INPUT RECORDS.
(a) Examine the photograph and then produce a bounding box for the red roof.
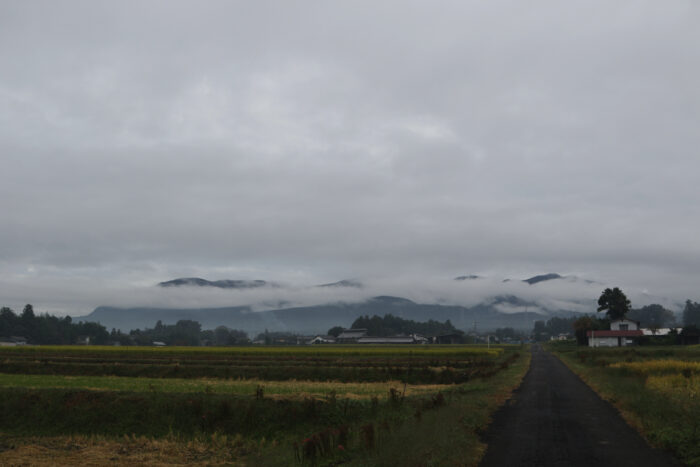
[586,330,644,337]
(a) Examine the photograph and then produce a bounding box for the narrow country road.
[479,345,680,467]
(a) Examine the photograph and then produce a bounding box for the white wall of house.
[588,335,636,347]
[610,319,639,331]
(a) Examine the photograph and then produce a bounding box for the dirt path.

REQUIRED ACTION. Return all records above verbatim without their pictures.

RESULT OF THE TASK.
(a) Examine the photograph and then produce a bounding box for the red roof.
[586,330,644,337]
(a) Examine the photograph and then produce a bounding box for the narrow country road.
[479,345,680,467]
(a) Examine the photograph and then produce a bounding box for the white wall of house.
[588,335,636,347]
[610,319,639,331]
(a) Examine the photograph and then produce a bounding box for the dirt path.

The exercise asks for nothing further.